| Work instructions |
Each entry below is to be given again word for word, with no pictures.

Saved entries:

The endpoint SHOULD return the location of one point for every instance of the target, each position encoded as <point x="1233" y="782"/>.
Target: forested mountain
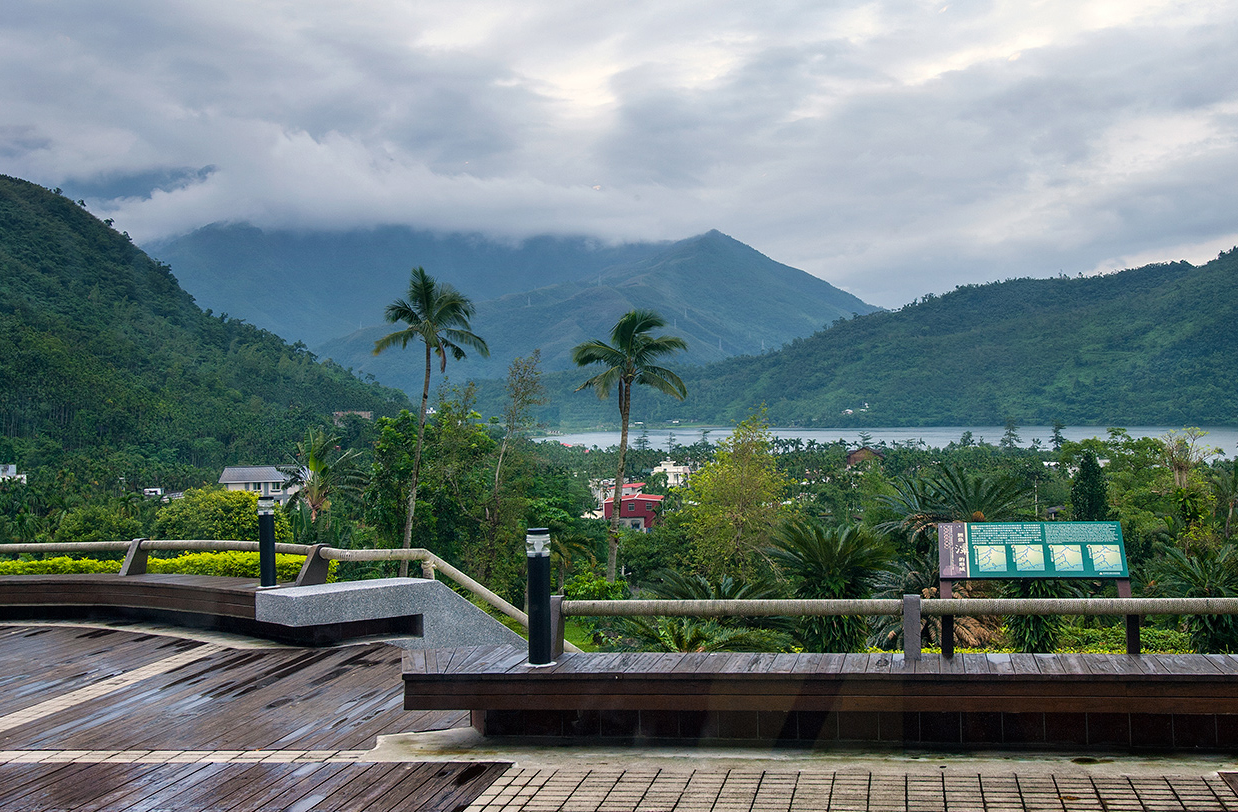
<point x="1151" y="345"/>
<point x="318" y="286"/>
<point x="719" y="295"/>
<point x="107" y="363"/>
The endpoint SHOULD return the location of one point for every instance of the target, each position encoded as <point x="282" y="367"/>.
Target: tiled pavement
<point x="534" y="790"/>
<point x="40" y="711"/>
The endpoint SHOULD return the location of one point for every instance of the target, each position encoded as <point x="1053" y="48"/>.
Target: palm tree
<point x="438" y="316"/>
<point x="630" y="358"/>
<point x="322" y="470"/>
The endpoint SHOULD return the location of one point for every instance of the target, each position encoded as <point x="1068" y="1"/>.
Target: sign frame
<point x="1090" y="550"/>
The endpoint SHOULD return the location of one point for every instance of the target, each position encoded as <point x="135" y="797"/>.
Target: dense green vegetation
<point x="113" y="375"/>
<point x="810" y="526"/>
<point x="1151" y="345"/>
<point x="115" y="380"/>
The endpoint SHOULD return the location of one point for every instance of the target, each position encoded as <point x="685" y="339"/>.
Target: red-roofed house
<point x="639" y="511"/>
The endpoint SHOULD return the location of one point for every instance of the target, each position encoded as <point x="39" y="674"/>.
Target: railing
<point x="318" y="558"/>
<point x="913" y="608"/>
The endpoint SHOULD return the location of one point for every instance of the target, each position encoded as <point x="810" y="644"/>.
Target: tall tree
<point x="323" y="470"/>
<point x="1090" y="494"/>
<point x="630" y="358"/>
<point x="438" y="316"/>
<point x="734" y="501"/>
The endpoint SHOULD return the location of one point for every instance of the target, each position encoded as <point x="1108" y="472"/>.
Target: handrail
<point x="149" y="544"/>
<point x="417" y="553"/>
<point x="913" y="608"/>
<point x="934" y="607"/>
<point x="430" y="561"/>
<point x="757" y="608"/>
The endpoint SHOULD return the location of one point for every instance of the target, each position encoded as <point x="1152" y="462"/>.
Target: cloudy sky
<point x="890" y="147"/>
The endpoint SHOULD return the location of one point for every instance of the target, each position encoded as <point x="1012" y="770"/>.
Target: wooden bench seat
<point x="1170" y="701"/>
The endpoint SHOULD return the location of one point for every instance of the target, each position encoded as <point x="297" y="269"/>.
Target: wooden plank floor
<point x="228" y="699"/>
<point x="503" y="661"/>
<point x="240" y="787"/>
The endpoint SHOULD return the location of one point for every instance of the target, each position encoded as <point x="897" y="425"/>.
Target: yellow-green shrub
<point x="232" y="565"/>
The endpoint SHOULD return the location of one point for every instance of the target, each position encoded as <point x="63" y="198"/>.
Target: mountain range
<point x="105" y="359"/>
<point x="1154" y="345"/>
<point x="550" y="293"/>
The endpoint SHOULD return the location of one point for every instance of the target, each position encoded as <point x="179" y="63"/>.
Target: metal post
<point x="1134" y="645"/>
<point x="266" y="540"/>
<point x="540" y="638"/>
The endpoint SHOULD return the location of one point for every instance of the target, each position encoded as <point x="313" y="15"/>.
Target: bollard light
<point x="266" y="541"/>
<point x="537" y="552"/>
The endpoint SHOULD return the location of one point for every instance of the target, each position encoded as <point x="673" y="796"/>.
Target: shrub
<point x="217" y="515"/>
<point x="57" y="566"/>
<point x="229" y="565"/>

| Reply |
The endpoint SHOULD return the location of one point for every instance of the target, each position encoded as <point x="1233" y="782"/>.
Target: forested mountain
<point x="1151" y="345"/>
<point x="318" y="286"/>
<point x="719" y="295"/>
<point x="107" y="363"/>
The endpoint SHOULD return the location of one point for every instance of the target, each position encoded as <point x="282" y="367"/>.
Target: tiled pavement
<point x="534" y="790"/>
<point x="40" y="711"/>
The endpoint SHOULD return the location of one point for every instance of the target, each position encoded as <point x="1053" y="48"/>.
Target: palm tree
<point x="438" y="316"/>
<point x="630" y="358"/>
<point x="322" y="470"/>
The endpoint SHOULD return the location of one point for every instance of the target, each position encoded as <point x="1068" y="1"/>.
Target: sign frame
<point x="1090" y="550"/>
The endpoint SHOULD return the location of one point for every instance of the target, each position encoded as <point x="135" y="797"/>.
Target: dense green vegetation
<point x="113" y="375"/>
<point x="810" y="526"/>
<point x="1151" y="345"/>
<point x="115" y="380"/>
The endpoint SHOULD return the location of one point for every instance of the target, each position encoded as <point x="685" y="339"/>.
Target: red-roofed house
<point x="639" y="511"/>
The endpoint SHOULD return the location of one point for every instance of the target, each position encoded as <point x="39" y="674"/>.
Target: railing
<point x="318" y="558"/>
<point x="913" y="608"/>
The endpoint SHOULD return the location of one point for every instance of the target, each position encoded as <point x="810" y="644"/>.
Target: tall tree
<point x="323" y="470"/>
<point x="1090" y="494"/>
<point x="630" y="358"/>
<point x="438" y="316"/>
<point x="734" y="501"/>
The endpoint SHOULD return the location of one point for every instance of the target, each position encoded as <point x="1108" y="472"/>.
Target: handrail
<point x="149" y="544"/>
<point x="417" y="553"/>
<point x="913" y="608"/>
<point x="934" y="607"/>
<point x="430" y="561"/>
<point x="757" y="608"/>
The endpoint SHOULD return the location of one point for every instance of the target, each position encoded as <point x="1152" y="462"/>.
Target: cloudy sky
<point x="890" y="147"/>
The endpoint SHOULD return the location of one point for every instance of the target, each position encoded as <point x="1012" y="770"/>.
Target: wooden bench seat
<point x="1170" y="701"/>
The endpoint SHOULD return the location of one point for every instance of the target, each position encoded as <point x="297" y="269"/>.
Target: wooden plank floor
<point x="228" y="699"/>
<point x="503" y="661"/>
<point x="240" y="787"/>
The endpoint SHOULD return the location of one point for every instance of the target, each position encoded as <point x="897" y="425"/>.
Target: yellow-green shrub
<point x="232" y="565"/>
The endpoint SHOULD return the location of one point for every instance of the target, each position encoded as <point x="63" y="198"/>.
Target: mountain range
<point x="105" y="359"/>
<point x="1154" y="345"/>
<point x="550" y="293"/>
The endpoint SHOULD return the location of one point for every instance of the target, each position encoded as <point x="179" y="63"/>.
Target: metal post
<point x="1134" y="645"/>
<point x="266" y="540"/>
<point x="540" y="638"/>
The endpoint SHOULD return the location of one point for every instance of the target, each position encoded as <point x="313" y="15"/>.
Target: bollard light
<point x="266" y="541"/>
<point x="537" y="552"/>
The endpoint SHOULD return the location of one point for every instance of the target, each position encoded as <point x="673" y="796"/>.
Target: shrub
<point x="217" y="515"/>
<point x="57" y="566"/>
<point x="229" y="565"/>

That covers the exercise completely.